[[ Recorded information, beginning ]]

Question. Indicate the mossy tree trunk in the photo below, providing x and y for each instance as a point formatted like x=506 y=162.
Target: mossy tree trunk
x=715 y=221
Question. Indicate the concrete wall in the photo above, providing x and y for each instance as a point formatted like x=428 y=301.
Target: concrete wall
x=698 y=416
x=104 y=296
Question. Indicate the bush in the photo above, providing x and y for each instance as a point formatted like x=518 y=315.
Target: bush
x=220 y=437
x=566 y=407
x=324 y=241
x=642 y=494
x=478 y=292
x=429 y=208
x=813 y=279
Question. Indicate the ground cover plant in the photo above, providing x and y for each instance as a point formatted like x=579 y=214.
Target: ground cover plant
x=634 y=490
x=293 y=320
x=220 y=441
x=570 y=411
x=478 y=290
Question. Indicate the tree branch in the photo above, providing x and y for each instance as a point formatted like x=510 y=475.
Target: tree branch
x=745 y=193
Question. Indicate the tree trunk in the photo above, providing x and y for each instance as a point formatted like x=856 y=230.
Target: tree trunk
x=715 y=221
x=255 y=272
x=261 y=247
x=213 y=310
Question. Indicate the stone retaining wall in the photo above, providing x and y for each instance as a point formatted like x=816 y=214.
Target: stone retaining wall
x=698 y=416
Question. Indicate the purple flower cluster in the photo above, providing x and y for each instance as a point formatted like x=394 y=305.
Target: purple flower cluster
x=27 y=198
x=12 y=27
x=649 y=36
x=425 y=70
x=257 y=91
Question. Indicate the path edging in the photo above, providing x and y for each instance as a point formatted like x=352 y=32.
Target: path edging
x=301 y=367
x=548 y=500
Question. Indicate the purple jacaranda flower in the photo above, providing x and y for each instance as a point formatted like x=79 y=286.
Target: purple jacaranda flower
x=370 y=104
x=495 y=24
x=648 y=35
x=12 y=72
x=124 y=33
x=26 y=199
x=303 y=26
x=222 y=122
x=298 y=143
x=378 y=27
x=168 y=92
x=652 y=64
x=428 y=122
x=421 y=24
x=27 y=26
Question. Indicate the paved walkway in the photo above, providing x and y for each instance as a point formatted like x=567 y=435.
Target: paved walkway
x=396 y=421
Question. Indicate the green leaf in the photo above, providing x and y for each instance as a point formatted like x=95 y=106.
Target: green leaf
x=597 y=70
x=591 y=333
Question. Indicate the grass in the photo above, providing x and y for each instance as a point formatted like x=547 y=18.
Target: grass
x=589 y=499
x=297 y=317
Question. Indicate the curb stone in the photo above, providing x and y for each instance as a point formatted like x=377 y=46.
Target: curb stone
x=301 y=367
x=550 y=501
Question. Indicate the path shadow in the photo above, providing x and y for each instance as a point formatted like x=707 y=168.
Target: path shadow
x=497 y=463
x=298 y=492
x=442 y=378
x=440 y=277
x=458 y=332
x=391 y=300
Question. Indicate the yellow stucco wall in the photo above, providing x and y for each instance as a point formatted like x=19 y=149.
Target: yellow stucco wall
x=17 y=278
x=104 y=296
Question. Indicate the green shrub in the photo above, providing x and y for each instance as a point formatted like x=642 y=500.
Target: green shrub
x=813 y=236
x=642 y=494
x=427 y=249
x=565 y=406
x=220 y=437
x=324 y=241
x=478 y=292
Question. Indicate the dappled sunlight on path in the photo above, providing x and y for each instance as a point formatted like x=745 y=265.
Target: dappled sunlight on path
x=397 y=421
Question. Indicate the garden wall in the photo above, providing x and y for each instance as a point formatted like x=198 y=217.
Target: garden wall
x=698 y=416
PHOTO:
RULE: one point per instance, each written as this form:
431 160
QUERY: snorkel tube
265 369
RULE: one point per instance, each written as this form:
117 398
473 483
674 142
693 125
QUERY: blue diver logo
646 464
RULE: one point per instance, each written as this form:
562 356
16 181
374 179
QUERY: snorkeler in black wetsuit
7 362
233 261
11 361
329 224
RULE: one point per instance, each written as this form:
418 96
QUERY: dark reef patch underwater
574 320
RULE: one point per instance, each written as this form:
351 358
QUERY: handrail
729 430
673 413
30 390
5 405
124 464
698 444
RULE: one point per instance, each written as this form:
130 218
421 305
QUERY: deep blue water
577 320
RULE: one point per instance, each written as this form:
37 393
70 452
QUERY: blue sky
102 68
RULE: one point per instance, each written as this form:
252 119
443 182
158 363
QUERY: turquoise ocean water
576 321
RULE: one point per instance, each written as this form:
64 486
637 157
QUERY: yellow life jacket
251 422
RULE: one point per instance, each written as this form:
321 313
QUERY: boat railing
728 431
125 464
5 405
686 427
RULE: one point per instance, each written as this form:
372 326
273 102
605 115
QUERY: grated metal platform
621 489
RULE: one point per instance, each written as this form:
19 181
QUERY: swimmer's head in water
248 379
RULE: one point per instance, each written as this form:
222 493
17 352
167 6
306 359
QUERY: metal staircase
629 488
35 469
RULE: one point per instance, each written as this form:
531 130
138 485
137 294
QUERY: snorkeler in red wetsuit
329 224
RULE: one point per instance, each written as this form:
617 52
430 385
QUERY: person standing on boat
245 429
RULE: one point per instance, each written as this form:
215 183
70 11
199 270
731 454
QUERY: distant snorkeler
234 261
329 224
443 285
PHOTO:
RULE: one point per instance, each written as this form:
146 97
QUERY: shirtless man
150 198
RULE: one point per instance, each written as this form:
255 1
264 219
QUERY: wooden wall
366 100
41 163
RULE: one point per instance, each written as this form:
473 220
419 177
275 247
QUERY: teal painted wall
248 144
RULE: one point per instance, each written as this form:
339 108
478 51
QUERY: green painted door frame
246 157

[[ Recorded information, end ]]

## Your instructions
From the line holding "QUERY: snorkeler in red wetsuit" to the final line of the data, output each line exactly and nothing more.

## Answer area
QUERY: snorkeler in red wetsuit
329 224
RULE: one point per instance, each written as this form:
617 52
430 385
QUERY: person standing on boat
245 429
RULE: one point per instance, each written as this form:
215 183
70 11
199 270
731 454
QUERY: distant snorkeler
234 261
329 224
443 285
PHOTO:
RULE: one point per instance, each written as this form:
146 97
QUERY: shirtless man
150 198
RULE: one point per instance, each written as this form:
255 1
264 219
QUERY: wooden wall
366 100
41 163
RULE: one point per instance, each written as this form:
473 220
419 177
275 247
QUERY: teal painted wall
248 144
RULE: one point per instance, each written as this form:
339 108
478 51
QUERY: green painted door frame
246 157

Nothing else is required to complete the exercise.